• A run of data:
******

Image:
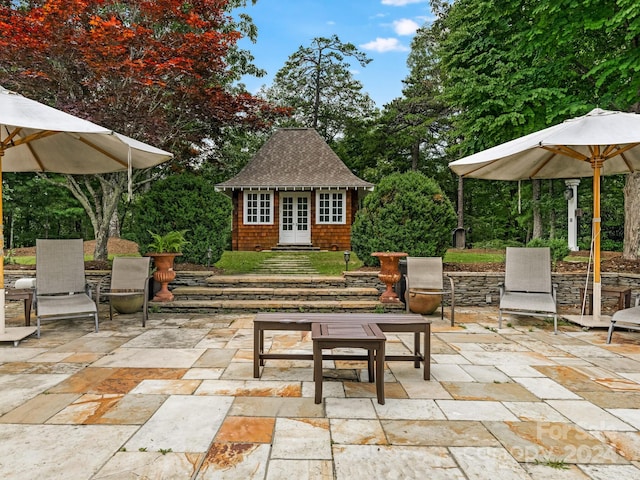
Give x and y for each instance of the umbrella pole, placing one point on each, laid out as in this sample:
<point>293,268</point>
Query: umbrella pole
<point>597,285</point>
<point>14,334</point>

******

• Exercise goal:
Can you write out the data again with "umbrella pole" switched to "parasol pole" everywhere and everything else unchanged? Leave the pictures out.

• Exercise result:
Image:
Give x and y for each instance of the parasol pole, placing one point on each, laid out as in this sample:
<point>293,268</point>
Query: parasol pole
<point>597,285</point>
<point>14,334</point>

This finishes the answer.